/---

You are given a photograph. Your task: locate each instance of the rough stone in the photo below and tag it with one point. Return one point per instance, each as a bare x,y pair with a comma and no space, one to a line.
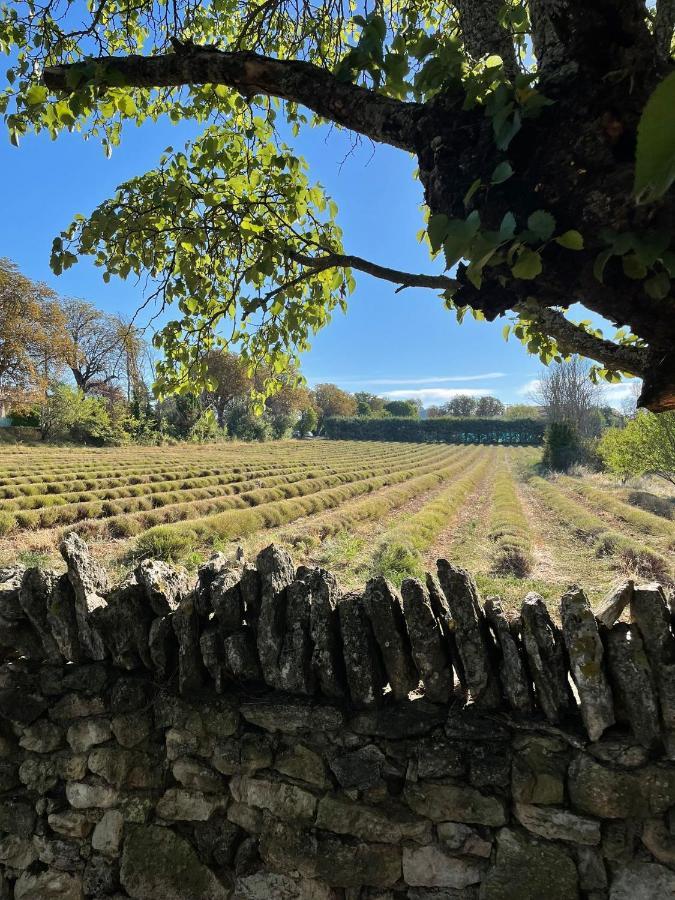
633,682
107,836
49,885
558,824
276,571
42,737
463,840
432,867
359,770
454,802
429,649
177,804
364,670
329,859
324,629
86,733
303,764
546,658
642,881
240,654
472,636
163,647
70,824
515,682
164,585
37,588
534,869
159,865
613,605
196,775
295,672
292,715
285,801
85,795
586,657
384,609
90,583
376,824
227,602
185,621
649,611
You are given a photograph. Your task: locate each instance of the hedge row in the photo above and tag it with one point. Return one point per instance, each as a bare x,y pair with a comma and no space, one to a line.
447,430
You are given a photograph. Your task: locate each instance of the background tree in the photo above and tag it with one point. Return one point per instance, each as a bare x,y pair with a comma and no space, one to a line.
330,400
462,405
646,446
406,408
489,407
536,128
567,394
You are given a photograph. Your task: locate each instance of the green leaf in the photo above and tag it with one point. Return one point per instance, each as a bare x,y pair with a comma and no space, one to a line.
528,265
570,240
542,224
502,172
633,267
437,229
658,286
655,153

\---
/---

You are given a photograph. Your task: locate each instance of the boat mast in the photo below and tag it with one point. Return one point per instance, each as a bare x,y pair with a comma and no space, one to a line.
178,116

\---

Show every line from the rows above that contains the word "each", copying every such line in full.

You are given a photograph. Your task: locate each instance of the rough stone in the photo below and tag it with one point. Return one point per instance, each as a bare x,y pair with a comma and no space, one to a line.
You are given a photograph. Your task: locate each instance of the hedge row in the photo above and tag it with one point. Return one point per instance, each as a bare x,y pair with a comma and no space, one to a line.
You are given a photograph. Your task: locate each instance of the background tree in the photo above and tag it with one point. Return one point per instance, each as a bare x,y pair with a comma and no space, one to a line.
You are given a photograph. Your task: locate each instance of the green leaf in the photo above and tag it with one point. Return one point per instance, each as a bare x,y pair with a comma and no space, one to a line.
You are given a photograph. Your task: locate each instance of the boat mast in the photo below and tag it with one point. Return one point per instance, each as a bare x,y pair with a comma and no space, one to a line.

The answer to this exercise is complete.